→ Directive:
Could you turn the rows below into a numbered list, starting at the row that contains "Pin the dirt" and ending at the last row, both included, with any blank lines left out?

→ Data for processing:
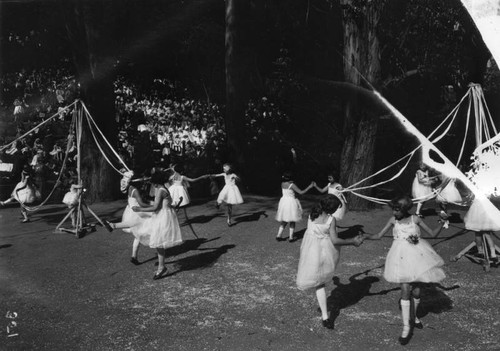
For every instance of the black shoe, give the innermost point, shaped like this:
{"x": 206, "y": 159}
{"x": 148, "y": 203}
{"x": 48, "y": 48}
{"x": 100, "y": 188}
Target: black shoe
{"x": 108, "y": 226}
{"x": 405, "y": 340}
{"x": 418, "y": 325}
{"x": 327, "y": 323}
{"x": 158, "y": 275}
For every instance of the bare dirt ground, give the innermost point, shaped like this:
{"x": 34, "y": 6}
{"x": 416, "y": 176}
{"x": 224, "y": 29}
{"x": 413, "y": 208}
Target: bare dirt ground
{"x": 229, "y": 289}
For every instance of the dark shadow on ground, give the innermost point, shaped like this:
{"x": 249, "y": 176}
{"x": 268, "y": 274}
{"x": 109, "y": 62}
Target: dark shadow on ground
{"x": 345, "y": 295}
{"x": 351, "y": 231}
{"x": 427, "y": 212}
{"x": 200, "y": 261}
{"x": 455, "y": 218}
{"x": 186, "y": 246}
{"x": 250, "y": 217}
{"x": 202, "y": 219}
{"x": 457, "y": 234}
{"x": 298, "y": 235}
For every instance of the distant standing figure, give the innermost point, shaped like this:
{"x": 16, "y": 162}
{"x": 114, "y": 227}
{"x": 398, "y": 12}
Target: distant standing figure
{"x": 335, "y": 188}
{"x": 230, "y": 194}
{"x": 24, "y": 193}
{"x": 422, "y": 187}
{"x": 410, "y": 260}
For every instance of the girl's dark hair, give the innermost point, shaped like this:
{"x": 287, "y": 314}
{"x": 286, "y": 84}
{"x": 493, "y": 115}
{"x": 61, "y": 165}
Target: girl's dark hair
{"x": 231, "y": 168}
{"x": 329, "y": 204}
{"x": 179, "y": 168}
{"x": 287, "y": 176}
{"x": 403, "y": 203}
{"x": 159, "y": 177}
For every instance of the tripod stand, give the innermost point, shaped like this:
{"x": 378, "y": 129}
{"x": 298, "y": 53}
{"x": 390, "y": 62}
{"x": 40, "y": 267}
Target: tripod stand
{"x": 80, "y": 227}
{"x": 486, "y": 261}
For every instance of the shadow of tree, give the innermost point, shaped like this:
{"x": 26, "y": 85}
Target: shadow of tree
{"x": 345, "y": 295}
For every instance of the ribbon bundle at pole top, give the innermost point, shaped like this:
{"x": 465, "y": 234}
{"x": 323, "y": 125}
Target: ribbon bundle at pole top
{"x": 486, "y": 16}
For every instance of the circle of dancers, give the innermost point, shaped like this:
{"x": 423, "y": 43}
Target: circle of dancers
{"x": 410, "y": 261}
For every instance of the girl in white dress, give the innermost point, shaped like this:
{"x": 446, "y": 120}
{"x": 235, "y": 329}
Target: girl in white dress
{"x": 230, "y": 194}
{"x": 161, "y": 230}
{"x": 71, "y": 199}
{"x": 24, "y": 193}
{"x": 421, "y": 187}
{"x": 335, "y": 188}
{"x": 289, "y": 208}
{"x": 319, "y": 252}
{"x": 179, "y": 183}
{"x": 410, "y": 260}
{"x": 478, "y": 219}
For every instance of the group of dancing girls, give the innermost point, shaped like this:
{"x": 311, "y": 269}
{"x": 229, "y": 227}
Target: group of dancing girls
{"x": 409, "y": 262}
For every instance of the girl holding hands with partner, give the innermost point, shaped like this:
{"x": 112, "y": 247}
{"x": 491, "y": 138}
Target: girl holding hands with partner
{"x": 334, "y": 188}
{"x": 230, "y": 193}
{"x": 289, "y": 208}
{"x": 411, "y": 259}
{"x": 320, "y": 252}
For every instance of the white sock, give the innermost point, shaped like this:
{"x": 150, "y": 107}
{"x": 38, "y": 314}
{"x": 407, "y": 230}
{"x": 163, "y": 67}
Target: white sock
{"x": 416, "y": 302}
{"x": 280, "y": 231}
{"x": 405, "y": 315}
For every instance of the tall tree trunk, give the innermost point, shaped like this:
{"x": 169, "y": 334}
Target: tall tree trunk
{"x": 88, "y": 28}
{"x": 236, "y": 74}
{"x": 361, "y": 56}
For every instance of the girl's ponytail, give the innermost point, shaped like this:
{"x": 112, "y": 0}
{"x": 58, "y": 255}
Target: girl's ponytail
{"x": 316, "y": 211}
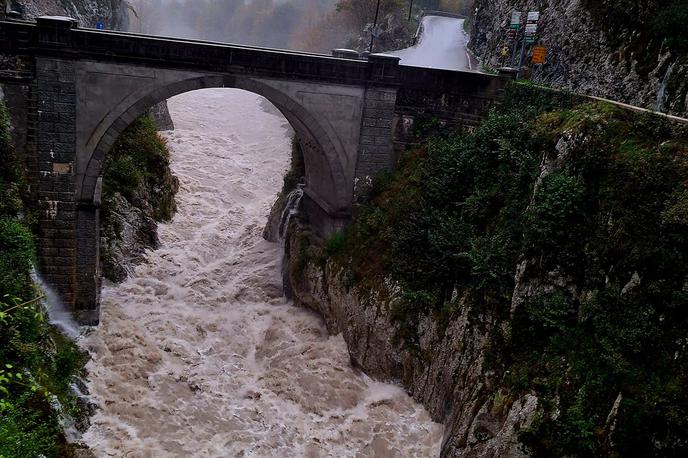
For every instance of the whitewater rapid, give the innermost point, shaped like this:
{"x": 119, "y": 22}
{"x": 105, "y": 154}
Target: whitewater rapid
{"x": 198, "y": 354}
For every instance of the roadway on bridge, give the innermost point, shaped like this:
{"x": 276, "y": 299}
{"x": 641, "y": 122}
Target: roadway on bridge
{"x": 442, "y": 45}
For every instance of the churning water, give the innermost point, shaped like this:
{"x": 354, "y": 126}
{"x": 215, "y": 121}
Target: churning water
{"x": 199, "y": 354}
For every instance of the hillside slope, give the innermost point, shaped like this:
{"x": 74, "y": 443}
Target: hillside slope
{"x": 629, "y": 51}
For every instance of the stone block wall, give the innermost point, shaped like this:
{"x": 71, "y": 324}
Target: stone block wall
{"x": 376, "y": 152}
{"x": 55, "y": 100}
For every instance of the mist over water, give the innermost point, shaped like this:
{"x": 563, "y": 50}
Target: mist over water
{"x": 283, "y": 24}
{"x": 199, "y": 354}
{"x": 58, "y": 315}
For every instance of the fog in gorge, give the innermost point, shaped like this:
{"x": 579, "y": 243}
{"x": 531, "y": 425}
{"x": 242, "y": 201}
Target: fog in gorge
{"x": 290, "y": 24}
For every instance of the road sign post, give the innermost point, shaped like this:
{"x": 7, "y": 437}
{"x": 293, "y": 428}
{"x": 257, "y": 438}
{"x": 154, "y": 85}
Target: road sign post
{"x": 539, "y": 55}
{"x": 513, "y": 32}
{"x": 528, "y": 35}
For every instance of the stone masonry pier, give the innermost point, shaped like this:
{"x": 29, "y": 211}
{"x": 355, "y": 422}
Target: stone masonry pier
{"x": 73, "y": 91}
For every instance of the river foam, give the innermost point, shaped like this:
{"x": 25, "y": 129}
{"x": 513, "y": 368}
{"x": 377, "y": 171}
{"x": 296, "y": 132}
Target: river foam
{"x": 199, "y": 354}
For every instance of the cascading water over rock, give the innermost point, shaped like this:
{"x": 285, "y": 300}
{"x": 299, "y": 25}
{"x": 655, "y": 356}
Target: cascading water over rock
{"x": 199, "y": 353}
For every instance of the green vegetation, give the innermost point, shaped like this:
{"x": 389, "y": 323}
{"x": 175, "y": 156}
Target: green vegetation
{"x": 591, "y": 201}
{"x": 137, "y": 167}
{"x": 36, "y": 362}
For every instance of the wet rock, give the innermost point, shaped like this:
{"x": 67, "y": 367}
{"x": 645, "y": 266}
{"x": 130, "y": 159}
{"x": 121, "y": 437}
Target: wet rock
{"x": 627, "y": 66}
{"x": 161, "y": 115}
{"x": 445, "y": 373}
{"x": 127, "y": 233}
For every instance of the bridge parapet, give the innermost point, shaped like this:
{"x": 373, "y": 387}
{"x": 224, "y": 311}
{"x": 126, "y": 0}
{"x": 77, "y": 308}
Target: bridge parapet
{"x": 75, "y": 90}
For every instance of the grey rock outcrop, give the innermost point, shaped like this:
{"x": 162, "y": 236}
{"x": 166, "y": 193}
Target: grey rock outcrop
{"x": 444, "y": 371}
{"x": 629, "y": 67}
{"x": 128, "y": 231}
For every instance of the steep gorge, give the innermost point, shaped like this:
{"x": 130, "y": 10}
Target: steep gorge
{"x": 628, "y": 51}
{"x": 525, "y": 282}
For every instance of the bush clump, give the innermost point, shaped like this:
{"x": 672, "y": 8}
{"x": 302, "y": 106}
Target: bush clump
{"x": 137, "y": 167}
{"x": 567, "y": 222}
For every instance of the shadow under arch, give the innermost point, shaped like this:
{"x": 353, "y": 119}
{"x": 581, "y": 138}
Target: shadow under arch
{"x": 325, "y": 174}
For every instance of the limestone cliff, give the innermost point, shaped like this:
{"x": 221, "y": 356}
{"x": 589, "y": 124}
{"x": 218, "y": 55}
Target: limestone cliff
{"x": 626, "y": 51}
{"x": 445, "y": 372}
{"x": 526, "y": 282}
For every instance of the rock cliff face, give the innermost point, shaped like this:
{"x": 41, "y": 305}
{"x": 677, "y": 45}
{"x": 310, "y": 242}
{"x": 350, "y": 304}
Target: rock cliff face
{"x": 112, "y": 13}
{"x": 532, "y": 317}
{"x": 595, "y": 50}
{"x": 445, "y": 373}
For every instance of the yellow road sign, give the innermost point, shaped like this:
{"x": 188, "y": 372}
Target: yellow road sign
{"x": 539, "y": 53}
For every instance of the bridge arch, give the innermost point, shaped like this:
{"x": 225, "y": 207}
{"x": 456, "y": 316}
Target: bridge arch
{"x": 326, "y": 174}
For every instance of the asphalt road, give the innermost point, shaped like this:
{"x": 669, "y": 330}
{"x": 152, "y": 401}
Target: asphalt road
{"x": 442, "y": 45}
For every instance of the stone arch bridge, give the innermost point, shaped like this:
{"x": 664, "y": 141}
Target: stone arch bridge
{"x": 72, "y": 91}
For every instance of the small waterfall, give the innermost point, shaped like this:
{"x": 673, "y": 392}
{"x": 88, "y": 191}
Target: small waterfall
{"x": 58, "y": 315}
{"x": 661, "y": 94}
{"x": 290, "y": 209}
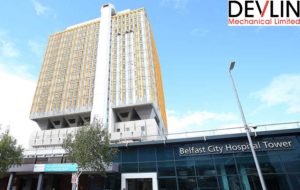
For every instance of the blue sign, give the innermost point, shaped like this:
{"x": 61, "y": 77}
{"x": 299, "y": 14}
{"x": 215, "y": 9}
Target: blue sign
{"x": 55, "y": 167}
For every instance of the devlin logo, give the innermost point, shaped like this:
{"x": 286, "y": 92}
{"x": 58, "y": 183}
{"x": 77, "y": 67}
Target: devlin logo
{"x": 264, "y": 12}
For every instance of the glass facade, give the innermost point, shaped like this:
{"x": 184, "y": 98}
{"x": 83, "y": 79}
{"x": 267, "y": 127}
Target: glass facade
{"x": 215, "y": 171}
{"x": 219, "y": 163}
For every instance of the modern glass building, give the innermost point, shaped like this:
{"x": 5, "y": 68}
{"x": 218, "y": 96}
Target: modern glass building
{"x": 222, "y": 162}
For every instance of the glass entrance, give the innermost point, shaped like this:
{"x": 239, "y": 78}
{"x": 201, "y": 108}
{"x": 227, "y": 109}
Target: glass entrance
{"x": 139, "y": 181}
{"x": 139, "y": 184}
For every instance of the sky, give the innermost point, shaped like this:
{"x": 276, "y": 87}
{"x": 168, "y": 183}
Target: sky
{"x": 195, "y": 47}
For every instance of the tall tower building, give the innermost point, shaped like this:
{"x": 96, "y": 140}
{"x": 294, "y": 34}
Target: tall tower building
{"x": 105, "y": 69}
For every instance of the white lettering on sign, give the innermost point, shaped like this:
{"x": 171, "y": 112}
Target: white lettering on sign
{"x": 235, "y": 147}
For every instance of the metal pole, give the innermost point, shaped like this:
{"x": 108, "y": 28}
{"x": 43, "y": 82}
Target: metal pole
{"x": 247, "y": 128}
{"x": 11, "y": 176}
{"x": 40, "y": 182}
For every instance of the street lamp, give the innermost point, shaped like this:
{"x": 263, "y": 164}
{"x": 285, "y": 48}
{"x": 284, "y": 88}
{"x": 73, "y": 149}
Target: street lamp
{"x": 247, "y": 128}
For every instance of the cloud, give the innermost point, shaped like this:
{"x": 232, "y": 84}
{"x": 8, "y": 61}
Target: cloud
{"x": 7, "y": 46}
{"x": 36, "y": 47}
{"x": 15, "y": 99}
{"x": 39, "y": 8}
{"x": 198, "y": 120}
{"x": 283, "y": 90}
{"x": 175, "y": 4}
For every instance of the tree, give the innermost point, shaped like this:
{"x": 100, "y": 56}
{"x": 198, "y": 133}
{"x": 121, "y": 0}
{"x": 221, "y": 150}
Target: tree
{"x": 90, "y": 149}
{"x": 10, "y": 153}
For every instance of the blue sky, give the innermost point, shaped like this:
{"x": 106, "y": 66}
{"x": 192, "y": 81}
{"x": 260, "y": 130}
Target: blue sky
{"x": 195, "y": 47}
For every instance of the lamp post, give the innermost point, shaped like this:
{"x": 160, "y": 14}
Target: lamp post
{"x": 247, "y": 128}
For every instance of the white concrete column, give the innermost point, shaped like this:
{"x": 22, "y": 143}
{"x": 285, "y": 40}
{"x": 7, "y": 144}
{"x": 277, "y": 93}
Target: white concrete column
{"x": 11, "y": 176}
{"x": 102, "y": 75}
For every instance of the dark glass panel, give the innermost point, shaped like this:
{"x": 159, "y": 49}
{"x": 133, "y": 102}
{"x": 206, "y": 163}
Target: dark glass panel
{"x": 167, "y": 183}
{"x": 166, "y": 168}
{"x": 270, "y": 164}
{"x": 234, "y": 182}
{"x": 131, "y": 167}
{"x": 276, "y": 182}
{"x": 187, "y": 183}
{"x": 246, "y": 165}
{"x": 291, "y": 162}
{"x": 295, "y": 180}
{"x": 205, "y": 167}
{"x": 147, "y": 167}
{"x": 164, "y": 153}
{"x": 147, "y": 154}
{"x": 129, "y": 155}
{"x": 225, "y": 166}
{"x": 208, "y": 183}
{"x": 252, "y": 181}
{"x": 185, "y": 168}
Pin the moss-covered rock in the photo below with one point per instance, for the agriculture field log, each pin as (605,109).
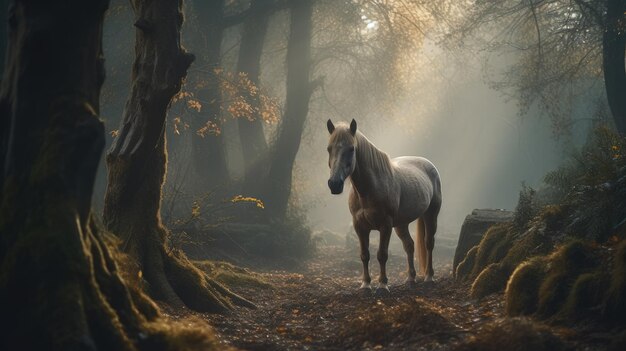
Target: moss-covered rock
(586,294)
(522,290)
(466,266)
(566,264)
(616,297)
(489,281)
(233,276)
(492,248)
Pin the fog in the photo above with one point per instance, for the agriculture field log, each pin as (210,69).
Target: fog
(483,148)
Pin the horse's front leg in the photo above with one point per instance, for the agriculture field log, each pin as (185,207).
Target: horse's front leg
(383,248)
(364,241)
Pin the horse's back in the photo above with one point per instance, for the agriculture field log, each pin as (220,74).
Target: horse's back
(420,185)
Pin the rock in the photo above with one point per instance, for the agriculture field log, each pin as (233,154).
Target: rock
(474,227)
(327,237)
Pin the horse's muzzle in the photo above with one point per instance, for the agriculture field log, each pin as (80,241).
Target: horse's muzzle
(336,186)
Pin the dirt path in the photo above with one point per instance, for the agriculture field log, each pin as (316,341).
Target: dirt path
(321,308)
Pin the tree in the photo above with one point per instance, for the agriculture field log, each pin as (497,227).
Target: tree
(60,288)
(208,154)
(565,48)
(137,164)
(253,144)
(613,47)
(299,91)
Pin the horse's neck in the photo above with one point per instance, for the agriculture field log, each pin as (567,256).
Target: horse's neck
(372,165)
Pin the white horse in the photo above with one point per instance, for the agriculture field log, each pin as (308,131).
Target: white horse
(386,193)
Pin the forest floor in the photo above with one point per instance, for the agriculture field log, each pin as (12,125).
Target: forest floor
(319,307)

→ Written answer:
1. Pin the dirt path in the photo above with one point per instance, for the agriculture field log, each pin as (316,341).
2. Target: dirt path
3. (321,308)
4. Pin the tree in the photo above with one point per instance, for the agriculture field log, each pin as (497,227).
5. Target: tree
6. (60,288)
7. (208,154)
8. (565,48)
9. (137,164)
10. (253,144)
11. (613,47)
12. (299,91)
13. Pin the horse's neck in the photo above with one point per instance, for the agriculture field log, each pin as (567,256).
14. Target: horse's neck
15. (372,165)
16. Pin the white horse in the photo above with one point per instance, for the agriculture field log, each pin as (308,131).
17. Target: white horse
18. (386,193)
19. Pin the forest floor in the photo above with one point per instance, for the agriculture field log, each pin as (12,125).
20. Target: forest floor
21. (319,307)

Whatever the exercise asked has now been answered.